*Exercise*. Could you please return each line of the data that has the word "hoof"?

Saved data entries
....

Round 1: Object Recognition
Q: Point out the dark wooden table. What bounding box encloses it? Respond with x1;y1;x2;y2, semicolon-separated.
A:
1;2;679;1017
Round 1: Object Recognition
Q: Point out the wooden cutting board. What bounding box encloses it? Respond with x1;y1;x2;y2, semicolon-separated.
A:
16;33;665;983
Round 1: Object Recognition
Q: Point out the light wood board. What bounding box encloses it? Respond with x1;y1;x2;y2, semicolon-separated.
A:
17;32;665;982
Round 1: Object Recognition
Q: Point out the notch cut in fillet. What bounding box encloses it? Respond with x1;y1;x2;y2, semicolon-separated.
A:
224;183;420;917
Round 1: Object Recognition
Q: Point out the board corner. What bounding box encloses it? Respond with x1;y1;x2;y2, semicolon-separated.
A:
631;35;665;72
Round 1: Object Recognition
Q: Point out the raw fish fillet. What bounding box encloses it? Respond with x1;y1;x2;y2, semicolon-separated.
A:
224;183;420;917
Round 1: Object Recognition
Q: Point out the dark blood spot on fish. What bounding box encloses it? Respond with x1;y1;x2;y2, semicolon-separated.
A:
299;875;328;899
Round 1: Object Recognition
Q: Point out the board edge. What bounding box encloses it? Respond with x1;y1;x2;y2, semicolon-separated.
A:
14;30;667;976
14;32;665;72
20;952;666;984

....

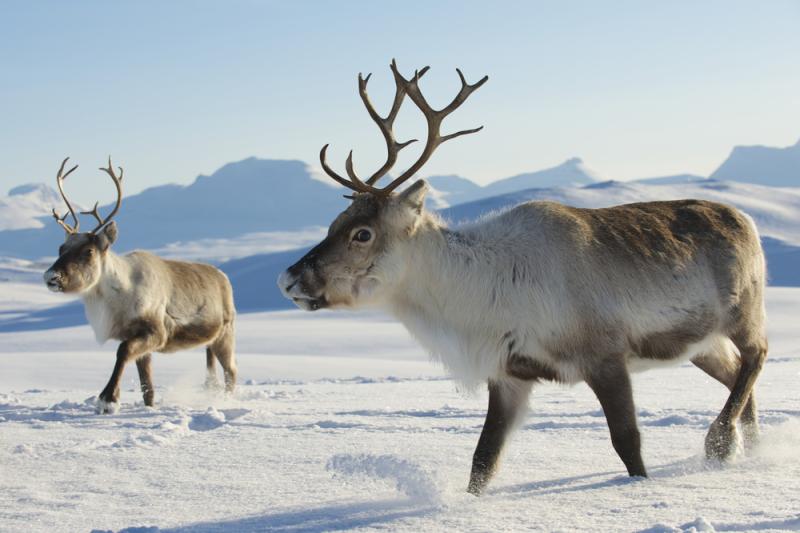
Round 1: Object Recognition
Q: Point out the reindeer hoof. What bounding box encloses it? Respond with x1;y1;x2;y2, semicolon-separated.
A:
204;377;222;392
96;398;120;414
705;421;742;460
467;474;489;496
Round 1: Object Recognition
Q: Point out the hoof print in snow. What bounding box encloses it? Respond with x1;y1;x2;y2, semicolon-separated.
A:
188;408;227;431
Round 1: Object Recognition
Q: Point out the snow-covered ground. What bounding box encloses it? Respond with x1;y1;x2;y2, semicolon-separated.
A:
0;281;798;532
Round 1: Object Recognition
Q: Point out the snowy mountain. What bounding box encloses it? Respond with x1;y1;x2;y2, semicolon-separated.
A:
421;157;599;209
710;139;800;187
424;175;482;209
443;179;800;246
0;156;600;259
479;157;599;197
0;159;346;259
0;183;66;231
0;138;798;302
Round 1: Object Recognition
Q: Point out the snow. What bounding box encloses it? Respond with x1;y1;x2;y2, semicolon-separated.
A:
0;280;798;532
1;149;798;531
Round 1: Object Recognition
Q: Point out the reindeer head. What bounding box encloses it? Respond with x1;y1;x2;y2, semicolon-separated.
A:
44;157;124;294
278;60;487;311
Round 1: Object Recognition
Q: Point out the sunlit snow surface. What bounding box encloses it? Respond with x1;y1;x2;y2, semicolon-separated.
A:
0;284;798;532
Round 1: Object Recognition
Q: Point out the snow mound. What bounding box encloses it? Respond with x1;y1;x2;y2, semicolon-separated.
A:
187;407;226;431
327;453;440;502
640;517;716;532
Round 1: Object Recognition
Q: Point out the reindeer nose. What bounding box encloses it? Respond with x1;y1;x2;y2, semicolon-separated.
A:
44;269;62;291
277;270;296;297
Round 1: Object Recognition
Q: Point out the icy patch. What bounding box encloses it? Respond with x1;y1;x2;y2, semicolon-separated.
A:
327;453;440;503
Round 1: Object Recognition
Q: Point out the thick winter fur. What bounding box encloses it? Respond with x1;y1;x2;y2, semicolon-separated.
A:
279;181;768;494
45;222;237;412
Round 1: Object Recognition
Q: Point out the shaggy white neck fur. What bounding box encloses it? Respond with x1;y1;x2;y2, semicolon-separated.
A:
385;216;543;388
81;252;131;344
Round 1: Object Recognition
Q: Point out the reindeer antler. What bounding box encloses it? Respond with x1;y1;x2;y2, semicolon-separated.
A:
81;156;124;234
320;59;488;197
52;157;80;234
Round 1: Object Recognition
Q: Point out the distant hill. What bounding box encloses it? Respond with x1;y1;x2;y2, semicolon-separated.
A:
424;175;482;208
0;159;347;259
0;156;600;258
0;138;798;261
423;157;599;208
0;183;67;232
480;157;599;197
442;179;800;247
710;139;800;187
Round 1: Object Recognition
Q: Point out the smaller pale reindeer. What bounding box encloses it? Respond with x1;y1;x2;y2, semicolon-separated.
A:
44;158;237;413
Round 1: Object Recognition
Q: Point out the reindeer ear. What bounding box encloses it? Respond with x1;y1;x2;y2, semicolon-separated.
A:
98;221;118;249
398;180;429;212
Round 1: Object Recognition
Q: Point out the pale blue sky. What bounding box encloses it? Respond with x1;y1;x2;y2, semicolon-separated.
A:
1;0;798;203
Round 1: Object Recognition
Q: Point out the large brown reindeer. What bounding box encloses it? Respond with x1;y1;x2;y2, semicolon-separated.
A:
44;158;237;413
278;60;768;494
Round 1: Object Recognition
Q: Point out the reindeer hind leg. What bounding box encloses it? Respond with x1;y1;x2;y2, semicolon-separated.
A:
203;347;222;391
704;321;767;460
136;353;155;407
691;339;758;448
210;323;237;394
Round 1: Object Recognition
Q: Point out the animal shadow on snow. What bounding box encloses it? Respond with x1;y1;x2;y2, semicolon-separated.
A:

....

*Answer below*.
Q: Point out the reindeer hoof. What bounding box encloses it? Respond with x1;y1;x2;y2, semicolon-separated.
Q: Point out the hoof print in snow. What bounding box encloses it? Respond with x1;y1;x2;y2, semicolon-separated.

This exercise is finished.